§ PROBLEM REQUIREMENTS:
Copy the records below word for word, from their start through the line holding "x=1307, y=680", inclusive. Leave the pictures out of your copy.

§ TASK DATA:
****************************************

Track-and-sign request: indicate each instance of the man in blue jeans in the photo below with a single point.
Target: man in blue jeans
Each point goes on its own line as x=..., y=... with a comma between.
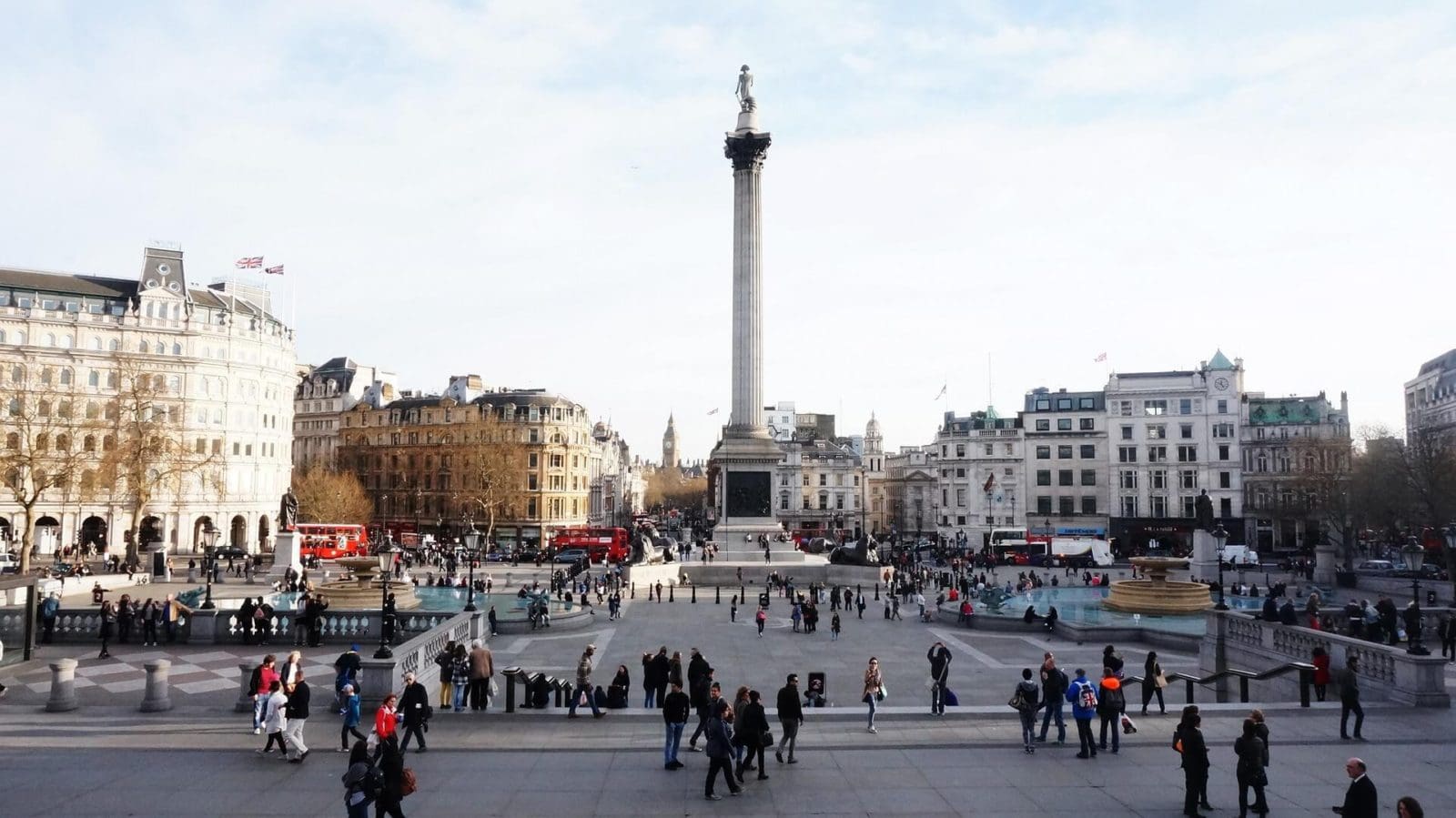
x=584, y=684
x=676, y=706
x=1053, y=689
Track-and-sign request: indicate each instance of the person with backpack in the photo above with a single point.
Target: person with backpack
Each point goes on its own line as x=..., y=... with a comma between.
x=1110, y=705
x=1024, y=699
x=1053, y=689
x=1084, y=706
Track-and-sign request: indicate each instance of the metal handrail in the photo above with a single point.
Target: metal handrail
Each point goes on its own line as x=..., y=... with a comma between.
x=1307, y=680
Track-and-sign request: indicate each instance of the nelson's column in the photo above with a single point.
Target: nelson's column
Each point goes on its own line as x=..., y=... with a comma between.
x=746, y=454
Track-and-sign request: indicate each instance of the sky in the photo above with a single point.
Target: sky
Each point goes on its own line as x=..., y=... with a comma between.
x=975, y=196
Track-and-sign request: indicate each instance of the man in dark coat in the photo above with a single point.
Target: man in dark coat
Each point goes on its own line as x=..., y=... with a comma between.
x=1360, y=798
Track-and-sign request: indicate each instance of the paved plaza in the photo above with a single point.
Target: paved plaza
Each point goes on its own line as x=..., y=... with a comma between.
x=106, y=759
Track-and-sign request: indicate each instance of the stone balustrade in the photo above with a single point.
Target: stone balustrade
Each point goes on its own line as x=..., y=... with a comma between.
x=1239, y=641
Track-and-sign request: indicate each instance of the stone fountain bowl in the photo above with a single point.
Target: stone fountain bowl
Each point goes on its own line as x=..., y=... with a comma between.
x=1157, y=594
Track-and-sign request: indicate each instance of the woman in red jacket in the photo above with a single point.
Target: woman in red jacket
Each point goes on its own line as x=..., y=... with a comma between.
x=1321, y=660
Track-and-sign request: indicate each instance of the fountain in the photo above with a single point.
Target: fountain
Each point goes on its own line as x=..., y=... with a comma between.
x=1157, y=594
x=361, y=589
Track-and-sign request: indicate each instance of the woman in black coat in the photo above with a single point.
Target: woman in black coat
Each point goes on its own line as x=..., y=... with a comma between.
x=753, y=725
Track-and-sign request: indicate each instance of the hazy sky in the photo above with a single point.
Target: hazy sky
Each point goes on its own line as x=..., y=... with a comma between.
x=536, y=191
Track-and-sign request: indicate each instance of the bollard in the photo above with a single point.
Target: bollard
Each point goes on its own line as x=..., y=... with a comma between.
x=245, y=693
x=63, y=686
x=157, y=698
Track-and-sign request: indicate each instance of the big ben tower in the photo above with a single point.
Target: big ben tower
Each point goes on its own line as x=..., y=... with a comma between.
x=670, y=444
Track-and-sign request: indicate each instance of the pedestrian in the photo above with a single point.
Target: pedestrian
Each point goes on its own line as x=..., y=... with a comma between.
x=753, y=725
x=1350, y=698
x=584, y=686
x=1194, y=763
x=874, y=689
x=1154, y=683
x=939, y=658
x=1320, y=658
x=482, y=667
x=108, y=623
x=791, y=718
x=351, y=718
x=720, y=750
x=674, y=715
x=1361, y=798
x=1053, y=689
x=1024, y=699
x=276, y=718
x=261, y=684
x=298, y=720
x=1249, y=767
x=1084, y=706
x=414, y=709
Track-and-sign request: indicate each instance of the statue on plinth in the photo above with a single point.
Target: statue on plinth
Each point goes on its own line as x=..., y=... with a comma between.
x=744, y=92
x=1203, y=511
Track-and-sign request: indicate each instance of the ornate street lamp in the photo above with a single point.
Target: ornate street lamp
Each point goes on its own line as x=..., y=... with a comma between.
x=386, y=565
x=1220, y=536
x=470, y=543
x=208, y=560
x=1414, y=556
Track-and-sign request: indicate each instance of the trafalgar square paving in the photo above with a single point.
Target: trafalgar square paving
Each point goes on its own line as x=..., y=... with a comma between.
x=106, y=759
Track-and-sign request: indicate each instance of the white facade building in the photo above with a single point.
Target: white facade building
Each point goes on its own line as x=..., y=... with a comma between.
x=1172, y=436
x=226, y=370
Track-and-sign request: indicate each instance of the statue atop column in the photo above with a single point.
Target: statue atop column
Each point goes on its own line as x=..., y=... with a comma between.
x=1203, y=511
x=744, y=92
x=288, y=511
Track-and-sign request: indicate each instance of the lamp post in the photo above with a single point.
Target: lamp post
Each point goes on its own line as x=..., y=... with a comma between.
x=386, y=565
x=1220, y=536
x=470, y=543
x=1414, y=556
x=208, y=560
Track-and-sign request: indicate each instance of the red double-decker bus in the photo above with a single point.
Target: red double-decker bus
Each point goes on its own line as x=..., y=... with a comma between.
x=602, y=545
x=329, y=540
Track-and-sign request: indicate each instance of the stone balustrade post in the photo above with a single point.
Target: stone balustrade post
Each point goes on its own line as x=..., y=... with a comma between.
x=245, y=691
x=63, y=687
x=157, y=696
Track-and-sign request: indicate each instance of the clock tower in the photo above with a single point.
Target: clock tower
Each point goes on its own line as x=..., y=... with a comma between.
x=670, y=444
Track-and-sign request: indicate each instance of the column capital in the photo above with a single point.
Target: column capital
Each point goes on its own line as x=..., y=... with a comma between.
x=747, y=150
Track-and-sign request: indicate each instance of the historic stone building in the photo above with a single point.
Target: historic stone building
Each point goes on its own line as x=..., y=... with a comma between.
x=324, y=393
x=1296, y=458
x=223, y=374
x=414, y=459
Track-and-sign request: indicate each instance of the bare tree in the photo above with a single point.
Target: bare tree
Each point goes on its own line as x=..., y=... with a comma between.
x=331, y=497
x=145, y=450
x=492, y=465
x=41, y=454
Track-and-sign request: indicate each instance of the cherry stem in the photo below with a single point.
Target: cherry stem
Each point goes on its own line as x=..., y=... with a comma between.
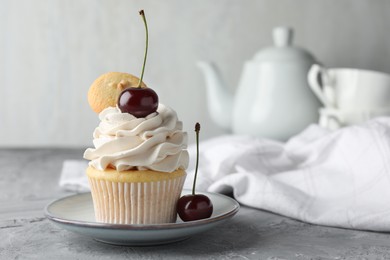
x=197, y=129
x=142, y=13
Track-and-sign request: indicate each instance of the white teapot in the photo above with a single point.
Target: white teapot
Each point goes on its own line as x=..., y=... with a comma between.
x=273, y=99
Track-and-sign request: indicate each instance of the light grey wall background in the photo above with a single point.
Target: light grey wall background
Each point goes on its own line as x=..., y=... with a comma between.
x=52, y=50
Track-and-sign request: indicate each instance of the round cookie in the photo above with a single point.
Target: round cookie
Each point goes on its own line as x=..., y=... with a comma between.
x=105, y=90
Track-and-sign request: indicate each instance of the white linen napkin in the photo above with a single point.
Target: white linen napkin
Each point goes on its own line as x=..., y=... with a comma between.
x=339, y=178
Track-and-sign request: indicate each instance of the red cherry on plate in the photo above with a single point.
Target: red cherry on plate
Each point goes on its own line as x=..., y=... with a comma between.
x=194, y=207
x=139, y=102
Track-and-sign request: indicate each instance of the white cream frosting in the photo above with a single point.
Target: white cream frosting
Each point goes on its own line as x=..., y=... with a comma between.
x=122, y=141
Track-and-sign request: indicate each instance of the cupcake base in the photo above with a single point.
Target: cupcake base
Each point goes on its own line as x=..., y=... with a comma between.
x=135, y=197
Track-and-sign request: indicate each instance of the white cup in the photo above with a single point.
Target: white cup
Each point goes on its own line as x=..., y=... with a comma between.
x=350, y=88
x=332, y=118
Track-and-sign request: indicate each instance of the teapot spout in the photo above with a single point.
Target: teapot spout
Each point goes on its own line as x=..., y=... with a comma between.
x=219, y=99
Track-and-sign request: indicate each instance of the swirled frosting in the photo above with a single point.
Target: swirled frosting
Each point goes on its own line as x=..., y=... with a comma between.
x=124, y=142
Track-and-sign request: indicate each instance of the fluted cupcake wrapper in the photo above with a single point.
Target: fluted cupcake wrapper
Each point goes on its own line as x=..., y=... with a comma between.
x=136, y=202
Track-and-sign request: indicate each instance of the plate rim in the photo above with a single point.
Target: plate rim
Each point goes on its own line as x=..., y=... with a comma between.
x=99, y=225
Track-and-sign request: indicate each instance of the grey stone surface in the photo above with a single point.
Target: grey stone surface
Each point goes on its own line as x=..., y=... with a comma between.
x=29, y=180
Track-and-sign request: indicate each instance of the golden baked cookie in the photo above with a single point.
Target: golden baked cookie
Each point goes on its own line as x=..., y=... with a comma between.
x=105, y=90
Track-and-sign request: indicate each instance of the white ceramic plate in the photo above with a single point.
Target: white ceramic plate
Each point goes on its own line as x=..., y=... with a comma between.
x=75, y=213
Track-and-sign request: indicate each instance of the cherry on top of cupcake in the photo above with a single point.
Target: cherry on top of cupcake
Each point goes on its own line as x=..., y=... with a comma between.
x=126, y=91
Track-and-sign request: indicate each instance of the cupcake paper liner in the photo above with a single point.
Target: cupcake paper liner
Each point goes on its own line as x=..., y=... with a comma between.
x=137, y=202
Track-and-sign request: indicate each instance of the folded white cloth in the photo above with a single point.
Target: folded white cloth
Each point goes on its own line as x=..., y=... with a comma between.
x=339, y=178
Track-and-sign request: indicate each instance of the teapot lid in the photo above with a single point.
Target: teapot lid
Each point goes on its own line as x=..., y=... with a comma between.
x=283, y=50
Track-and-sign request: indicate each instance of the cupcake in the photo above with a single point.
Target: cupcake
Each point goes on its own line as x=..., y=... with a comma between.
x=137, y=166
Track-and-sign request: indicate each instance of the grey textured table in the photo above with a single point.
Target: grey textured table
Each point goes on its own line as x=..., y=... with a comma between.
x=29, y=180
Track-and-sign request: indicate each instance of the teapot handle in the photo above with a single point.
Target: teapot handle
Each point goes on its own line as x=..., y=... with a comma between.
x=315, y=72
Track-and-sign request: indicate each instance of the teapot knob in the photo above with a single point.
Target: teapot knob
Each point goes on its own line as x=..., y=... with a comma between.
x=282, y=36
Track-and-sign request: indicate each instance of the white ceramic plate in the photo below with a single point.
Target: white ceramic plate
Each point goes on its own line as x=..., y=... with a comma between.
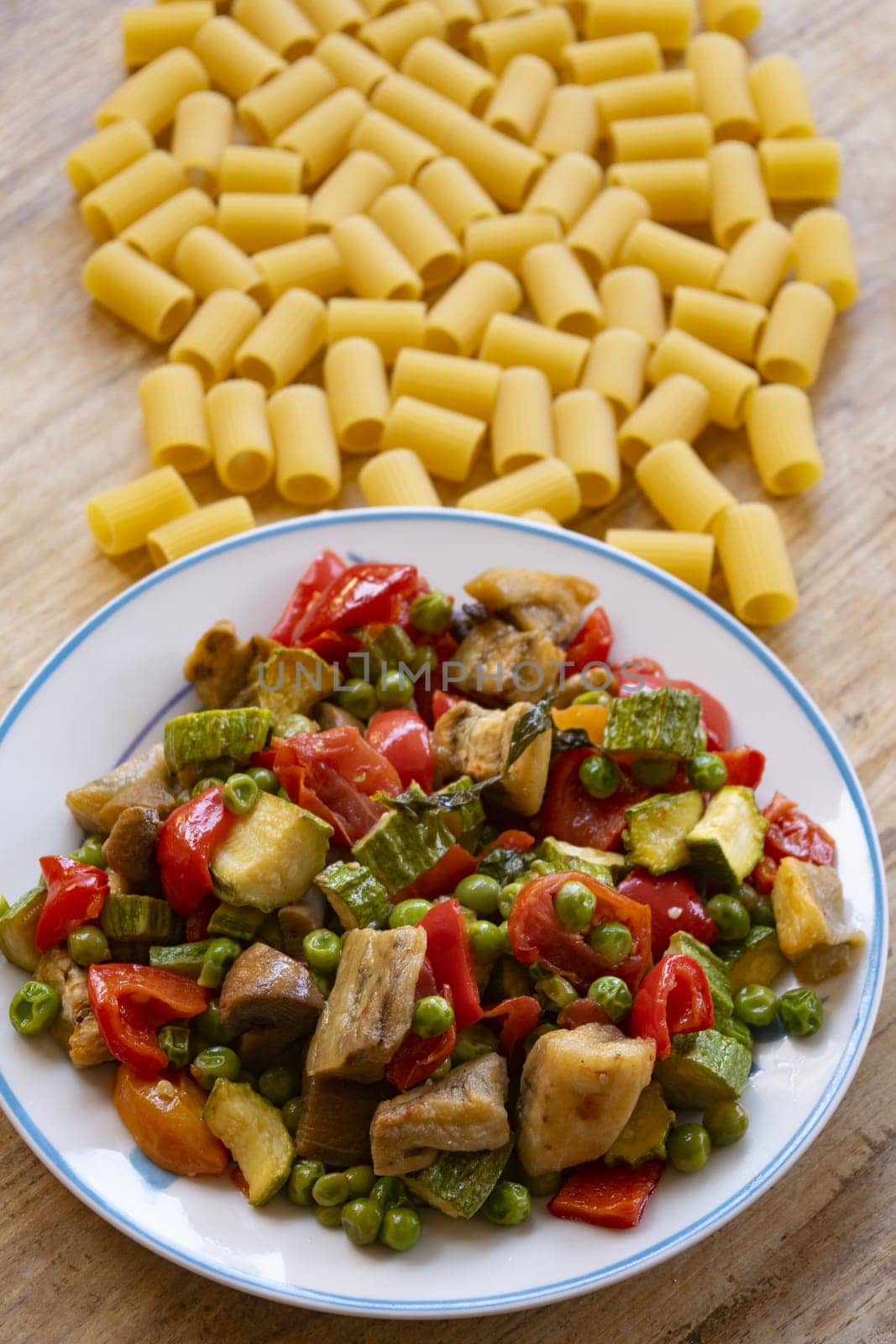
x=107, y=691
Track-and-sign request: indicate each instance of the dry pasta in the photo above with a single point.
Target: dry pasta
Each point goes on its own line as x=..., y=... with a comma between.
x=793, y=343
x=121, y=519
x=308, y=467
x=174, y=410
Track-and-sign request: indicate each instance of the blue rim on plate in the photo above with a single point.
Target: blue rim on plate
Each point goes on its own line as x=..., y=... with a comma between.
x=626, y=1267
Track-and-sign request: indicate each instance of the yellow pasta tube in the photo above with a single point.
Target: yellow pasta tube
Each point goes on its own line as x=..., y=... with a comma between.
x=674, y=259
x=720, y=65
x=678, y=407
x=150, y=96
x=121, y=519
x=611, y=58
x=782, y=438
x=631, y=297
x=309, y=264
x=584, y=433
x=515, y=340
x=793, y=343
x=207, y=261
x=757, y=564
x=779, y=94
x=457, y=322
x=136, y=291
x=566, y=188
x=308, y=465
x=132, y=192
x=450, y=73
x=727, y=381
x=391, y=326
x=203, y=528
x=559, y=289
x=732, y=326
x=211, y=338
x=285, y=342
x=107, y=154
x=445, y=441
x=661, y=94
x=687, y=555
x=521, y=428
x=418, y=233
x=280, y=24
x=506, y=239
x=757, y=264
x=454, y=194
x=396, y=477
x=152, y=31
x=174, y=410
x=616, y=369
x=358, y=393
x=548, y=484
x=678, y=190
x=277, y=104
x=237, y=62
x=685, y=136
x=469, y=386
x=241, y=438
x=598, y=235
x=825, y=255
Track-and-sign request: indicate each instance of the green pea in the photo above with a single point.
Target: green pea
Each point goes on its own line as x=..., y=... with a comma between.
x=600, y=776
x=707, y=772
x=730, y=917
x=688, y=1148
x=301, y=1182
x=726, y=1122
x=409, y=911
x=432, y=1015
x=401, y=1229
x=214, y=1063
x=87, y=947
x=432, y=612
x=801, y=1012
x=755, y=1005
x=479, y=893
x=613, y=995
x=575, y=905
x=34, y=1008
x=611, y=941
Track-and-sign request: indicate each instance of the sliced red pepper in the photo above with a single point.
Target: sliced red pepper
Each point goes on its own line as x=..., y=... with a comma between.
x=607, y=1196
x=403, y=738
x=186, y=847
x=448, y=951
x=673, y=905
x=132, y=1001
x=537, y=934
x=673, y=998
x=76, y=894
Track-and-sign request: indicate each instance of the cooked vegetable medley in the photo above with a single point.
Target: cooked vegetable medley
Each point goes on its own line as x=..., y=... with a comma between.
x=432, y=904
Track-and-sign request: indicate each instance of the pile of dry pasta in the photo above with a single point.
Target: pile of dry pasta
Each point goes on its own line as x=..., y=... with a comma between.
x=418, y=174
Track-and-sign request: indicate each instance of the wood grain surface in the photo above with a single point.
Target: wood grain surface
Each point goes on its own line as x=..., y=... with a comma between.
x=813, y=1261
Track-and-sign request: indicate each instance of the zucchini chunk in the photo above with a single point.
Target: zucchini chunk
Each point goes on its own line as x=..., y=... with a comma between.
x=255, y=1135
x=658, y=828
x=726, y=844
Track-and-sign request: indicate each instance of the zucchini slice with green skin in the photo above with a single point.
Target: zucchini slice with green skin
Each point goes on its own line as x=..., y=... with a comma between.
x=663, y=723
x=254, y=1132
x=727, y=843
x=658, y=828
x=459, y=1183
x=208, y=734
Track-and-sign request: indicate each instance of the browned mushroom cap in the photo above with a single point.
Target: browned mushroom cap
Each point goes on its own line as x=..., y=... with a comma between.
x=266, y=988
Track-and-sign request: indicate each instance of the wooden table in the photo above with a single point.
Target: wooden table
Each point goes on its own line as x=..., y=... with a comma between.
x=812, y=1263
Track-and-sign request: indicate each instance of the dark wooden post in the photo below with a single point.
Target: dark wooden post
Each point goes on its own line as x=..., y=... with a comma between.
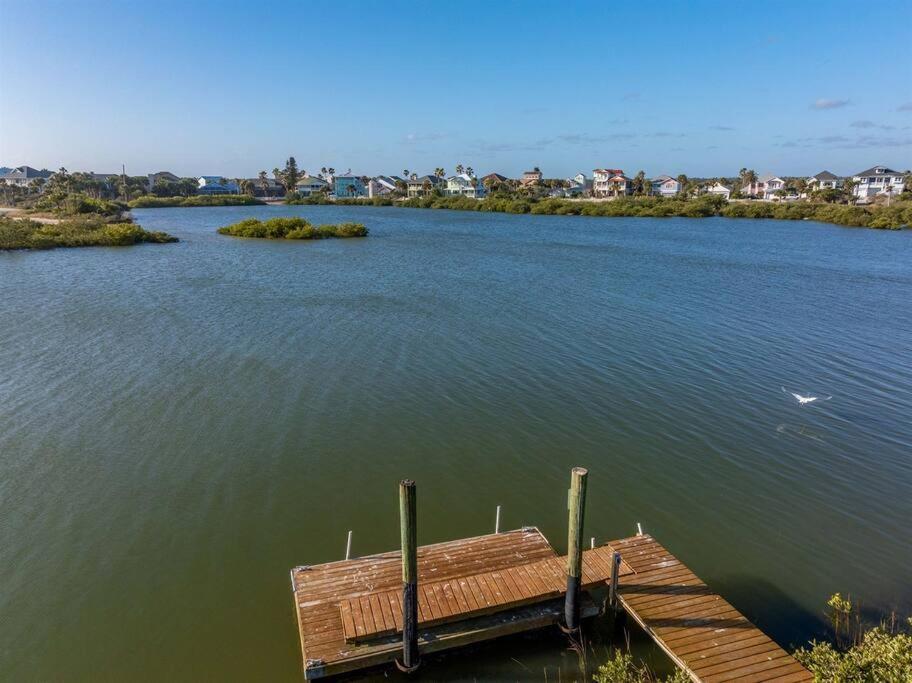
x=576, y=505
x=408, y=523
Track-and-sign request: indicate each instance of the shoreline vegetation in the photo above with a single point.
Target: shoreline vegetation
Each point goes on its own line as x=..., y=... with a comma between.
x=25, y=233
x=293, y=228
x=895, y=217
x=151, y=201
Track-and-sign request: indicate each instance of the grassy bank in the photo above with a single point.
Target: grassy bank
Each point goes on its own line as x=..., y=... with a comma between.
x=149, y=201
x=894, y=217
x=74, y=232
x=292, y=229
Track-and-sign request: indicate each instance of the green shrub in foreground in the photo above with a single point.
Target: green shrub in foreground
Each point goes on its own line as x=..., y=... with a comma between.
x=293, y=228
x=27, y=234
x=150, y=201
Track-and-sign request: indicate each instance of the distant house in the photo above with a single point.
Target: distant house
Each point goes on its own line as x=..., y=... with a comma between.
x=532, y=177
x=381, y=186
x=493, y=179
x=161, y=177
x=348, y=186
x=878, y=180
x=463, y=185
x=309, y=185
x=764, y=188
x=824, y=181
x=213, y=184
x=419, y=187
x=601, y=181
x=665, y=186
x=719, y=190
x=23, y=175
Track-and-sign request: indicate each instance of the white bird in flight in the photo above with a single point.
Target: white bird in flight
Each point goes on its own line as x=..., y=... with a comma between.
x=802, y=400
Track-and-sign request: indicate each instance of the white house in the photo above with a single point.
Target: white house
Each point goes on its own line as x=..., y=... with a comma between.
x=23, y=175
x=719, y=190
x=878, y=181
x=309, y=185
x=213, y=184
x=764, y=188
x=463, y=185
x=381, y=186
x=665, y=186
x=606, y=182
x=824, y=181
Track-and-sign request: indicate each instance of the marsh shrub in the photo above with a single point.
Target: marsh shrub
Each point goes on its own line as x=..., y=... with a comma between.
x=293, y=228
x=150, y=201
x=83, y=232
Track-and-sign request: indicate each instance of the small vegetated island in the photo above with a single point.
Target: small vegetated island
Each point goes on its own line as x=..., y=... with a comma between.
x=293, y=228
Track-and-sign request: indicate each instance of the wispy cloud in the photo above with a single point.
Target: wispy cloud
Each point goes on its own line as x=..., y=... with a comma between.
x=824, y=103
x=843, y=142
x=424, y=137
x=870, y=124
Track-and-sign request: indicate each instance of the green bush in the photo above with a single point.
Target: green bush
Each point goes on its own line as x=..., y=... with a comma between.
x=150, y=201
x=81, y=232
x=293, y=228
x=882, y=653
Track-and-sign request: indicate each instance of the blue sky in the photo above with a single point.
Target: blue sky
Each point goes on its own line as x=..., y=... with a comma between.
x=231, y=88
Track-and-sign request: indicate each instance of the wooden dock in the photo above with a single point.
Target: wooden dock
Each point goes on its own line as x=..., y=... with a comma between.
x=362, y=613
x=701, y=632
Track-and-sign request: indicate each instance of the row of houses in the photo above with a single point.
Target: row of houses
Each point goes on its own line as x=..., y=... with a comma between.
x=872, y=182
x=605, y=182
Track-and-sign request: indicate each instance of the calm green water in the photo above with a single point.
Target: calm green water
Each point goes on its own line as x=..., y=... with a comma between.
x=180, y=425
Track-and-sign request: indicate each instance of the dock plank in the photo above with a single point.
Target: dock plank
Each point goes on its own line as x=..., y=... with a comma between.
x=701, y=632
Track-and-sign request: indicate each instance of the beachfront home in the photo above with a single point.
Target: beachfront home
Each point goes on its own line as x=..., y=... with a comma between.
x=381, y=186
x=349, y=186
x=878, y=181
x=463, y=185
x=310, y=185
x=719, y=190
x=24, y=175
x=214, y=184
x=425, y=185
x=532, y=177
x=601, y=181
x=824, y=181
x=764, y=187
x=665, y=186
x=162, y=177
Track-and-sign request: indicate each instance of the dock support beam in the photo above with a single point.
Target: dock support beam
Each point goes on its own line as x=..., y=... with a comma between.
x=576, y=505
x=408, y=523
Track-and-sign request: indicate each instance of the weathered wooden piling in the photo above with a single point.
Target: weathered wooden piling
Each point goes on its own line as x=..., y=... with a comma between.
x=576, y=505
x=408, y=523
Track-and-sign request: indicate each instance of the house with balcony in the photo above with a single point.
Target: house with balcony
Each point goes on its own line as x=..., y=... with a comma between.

****************************************

§ REPLY TO THE EXERCISE:
Track-and-sign request: indicate each instance of the man in blue jeans in the photo below with a single point.
Target: man in blue jeans
Each point goes on its own line as x=..., y=... with a comma between.
x=584, y=684
x=676, y=706
x=1053, y=689
Track-and-sign request: indicate each instance of the person with backpack in the photo above with a single point.
Target: person with backpack
Each point goes on its own line as x=..., y=... with a comma between.
x=1110, y=705
x=1024, y=699
x=1053, y=689
x=1084, y=706
Track-and-sign request: indicate each instance of the metal handrail in the photo above with a single point.
Target: metal handrail
Each point goes on its own line as x=..., y=... with a comma between.
x=1307, y=680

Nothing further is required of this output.